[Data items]
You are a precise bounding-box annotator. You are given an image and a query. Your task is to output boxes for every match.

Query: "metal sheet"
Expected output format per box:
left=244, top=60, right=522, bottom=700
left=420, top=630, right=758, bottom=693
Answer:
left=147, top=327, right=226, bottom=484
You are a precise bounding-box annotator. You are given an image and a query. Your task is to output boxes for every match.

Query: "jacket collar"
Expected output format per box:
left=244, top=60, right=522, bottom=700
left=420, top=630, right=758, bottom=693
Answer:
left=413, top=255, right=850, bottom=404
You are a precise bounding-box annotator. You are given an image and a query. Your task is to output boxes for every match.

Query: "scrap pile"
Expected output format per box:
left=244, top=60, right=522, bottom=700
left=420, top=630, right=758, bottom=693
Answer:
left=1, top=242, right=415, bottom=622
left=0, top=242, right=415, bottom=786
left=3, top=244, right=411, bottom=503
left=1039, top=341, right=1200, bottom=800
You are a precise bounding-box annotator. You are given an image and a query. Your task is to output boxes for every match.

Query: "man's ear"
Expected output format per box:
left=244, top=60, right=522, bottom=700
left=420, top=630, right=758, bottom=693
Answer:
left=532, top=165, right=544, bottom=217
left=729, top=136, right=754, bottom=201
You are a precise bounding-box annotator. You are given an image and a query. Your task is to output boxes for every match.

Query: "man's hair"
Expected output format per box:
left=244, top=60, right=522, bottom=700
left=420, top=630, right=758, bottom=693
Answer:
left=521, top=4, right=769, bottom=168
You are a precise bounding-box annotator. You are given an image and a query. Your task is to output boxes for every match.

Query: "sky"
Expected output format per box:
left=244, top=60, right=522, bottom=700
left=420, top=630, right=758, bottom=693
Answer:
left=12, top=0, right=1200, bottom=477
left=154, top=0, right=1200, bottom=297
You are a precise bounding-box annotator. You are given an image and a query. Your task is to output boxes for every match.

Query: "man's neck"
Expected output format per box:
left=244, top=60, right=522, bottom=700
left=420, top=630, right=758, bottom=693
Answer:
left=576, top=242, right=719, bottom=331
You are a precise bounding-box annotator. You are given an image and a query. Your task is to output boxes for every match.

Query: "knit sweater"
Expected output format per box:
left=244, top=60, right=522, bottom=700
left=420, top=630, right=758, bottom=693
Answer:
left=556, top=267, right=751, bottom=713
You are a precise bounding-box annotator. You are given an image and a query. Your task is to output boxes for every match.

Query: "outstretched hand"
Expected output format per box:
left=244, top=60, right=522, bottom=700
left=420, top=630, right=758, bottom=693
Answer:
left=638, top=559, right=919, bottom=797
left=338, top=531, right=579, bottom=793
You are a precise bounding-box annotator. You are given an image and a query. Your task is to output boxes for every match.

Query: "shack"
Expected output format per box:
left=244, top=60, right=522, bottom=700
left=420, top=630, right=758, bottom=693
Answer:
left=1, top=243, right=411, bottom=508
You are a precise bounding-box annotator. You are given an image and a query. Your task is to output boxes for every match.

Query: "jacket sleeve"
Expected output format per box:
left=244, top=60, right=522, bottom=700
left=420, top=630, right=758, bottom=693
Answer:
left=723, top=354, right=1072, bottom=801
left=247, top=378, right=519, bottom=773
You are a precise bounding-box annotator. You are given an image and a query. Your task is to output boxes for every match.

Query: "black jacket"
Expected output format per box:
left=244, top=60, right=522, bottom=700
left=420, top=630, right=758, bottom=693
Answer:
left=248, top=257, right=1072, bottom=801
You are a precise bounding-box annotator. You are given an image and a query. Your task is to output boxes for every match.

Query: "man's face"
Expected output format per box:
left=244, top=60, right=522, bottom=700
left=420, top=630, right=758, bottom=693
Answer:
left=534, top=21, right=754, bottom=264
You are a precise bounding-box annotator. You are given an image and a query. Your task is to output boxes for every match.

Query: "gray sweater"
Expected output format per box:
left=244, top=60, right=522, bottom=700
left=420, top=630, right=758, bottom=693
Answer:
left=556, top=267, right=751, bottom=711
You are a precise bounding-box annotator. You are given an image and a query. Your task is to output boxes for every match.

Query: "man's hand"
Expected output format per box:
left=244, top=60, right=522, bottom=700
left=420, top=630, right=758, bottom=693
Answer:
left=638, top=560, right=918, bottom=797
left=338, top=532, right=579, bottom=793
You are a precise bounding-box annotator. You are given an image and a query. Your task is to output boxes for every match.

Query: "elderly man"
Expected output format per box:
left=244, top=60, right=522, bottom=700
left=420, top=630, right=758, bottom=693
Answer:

# Task prompt:
Give the entries again in full, with nothing changed.

# Solved exercise:
You are a precise bounding-box annotator. You are given an image and a query. Your task is to output boxes for every match.

Query: "metal sheet"
Expected output format per box:
left=244, top=60, right=522, bottom=700
left=420, top=630, right=758, bottom=693
Answer:
left=147, top=327, right=226, bottom=484
You are a precise bounding-box annotator. You are given an image and a query. Your task is to output boxes for every match.

Query: "jacket collar"
Expected output format per box:
left=244, top=60, right=522, bottom=700
left=420, top=630, right=758, bottom=693
Answer:
left=413, top=255, right=850, bottom=404
You are a precise bounding-box annotator. You are given an image and a query. Your task is to output boxes for every match.

Query: "scrap pile"
Expected output format per box:
left=244, top=60, right=522, bottom=700
left=420, top=630, right=758, bottom=693
Answer:
left=1, top=242, right=415, bottom=622
left=0, top=242, right=415, bottom=786
left=3, top=244, right=411, bottom=503
left=1039, top=341, right=1200, bottom=800
You are a precise bounding-box annotator. You are given an image and a query. Your task is to output boxes for every match.

Query: "man's ear"
Expected output format per box:
left=244, top=60, right=522, bottom=700
left=420, top=630, right=758, bottom=693
Answer:
left=532, top=165, right=544, bottom=217
left=729, top=136, right=754, bottom=201
You are a precise bounding-box annotator. You are given an image and a query. Your task is to output boxes for every match.

Query: "man's hair"
Expected output format per box:
left=244, top=60, right=522, bottom=700
left=420, top=630, right=758, bottom=693
Answer:
left=521, top=4, right=769, bottom=168
You are a precise bounding-box annotator. You are given an image and a query. Your task is to output boxes for every match.

Query: "sky"
Expected output format per box:
left=244, top=60, right=522, bottom=700
left=420, top=630, right=758, bottom=693
Answer:
left=12, top=0, right=1200, bottom=477
left=154, top=0, right=1200, bottom=297
You are a precise bounding-box annotator. You are given an image and a query. Your task is to output boxes for every match.

Query: "man's neck"
Expected output format per box:
left=244, top=60, right=522, bottom=700
left=420, top=630, right=758, bottom=693
Answer:
left=576, top=242, right=719, bottom=331
You are a precise bounding-box annotator. You are given an image and a query. Your task is to output boxes for every match.

Query: "knit sweater"
Expected output format per box:
left=244, top=60, right=522, bottom=700
left=420, top=630, right=758, bottom=693
Answer:
left=556, top=267, right=751, bottom=713
You are a precise bounding-box annotator. You are given an image and a query. Your task is to output boxes for every match.

Query: "outstretched hand"
Expected output format per box:
left=244, top=60, right=522, bottom=700
left=420, top=630, right=758, bottom=693
Answer:
left=638, top=559, right=919, bottom=797
left=338, top=531, right=579, bottom=793
You are a precise bounding-box annotator. You are given an image and a query. Your task is to output boxes for every match.

Query: "shack"
Expected output format per box:
left=244, top=60, right=522, bottom=700
left=420, top=630, right=758, bottom=693
Answer:
left=1, top=243, right=411, bottom=508
You are a precise bounding-box annotator. You are given an image and a query. Your task is to output boxes for every match.

Query: "jacket sleeve"
Expected output format per box:
left=244, top=60, right=522, bottom=700
left=420, top=630, right=758, bottom=693
Answer:
left=723, top=354, right=1072, bottom=801
left=247, top=378, right=519, bottom=773
You are a precise bounding-box annotator. You are given an image and a query. Your task is to output boxes for every match.

Query: "black jacket"
Expected output format per box:
left=244, top=60, right=522, bottom=700
left=420, top=630, right=758, bottom=693
Answer:
left=248, top=257, right=1072, bottom=801
You are a precise bounding-box annotator. You are given an image and a query. Your task is to output boxes for every match.

Query: "man's face"
Expected output format per box:
left=244, top=60, right=522, bottom=700
left=420, top=630, right=758, bottom=693
Answer:
left=534, top=21, right=754, bottom=264
You are a precise bounding-box annotator. You are given an image and a query. Your task is to output boxes for every match.

Query: "gray sweater"
Expected output format per box:
left=244, top=60, right=522, bottom=700
left=420, top=630, right=758, bottom=693
Answer:
left=556, top=267, right=751, bottom=711
You are a precise bounding-box annotator. You are given an image and a query. Your task is to output boxes for every match.

Query: "man's hand"
Expected output format per box:
left=244, top=60, right=522, bottom=700
left=420, top=630, right=758, bottom=693
Answer:
left=638, top=560, right=918, bottom=797
left=338, top=532, right=579, bottom=793
You are a precise bounding-box annotator. You are given an image and a query. Your task is to output boxes for every match.

Query: "elderly man"
Expected output format per box:
left=244, top=60, right=522, bottom=700
left=420, top=630, right=758, bottom=693
Answer:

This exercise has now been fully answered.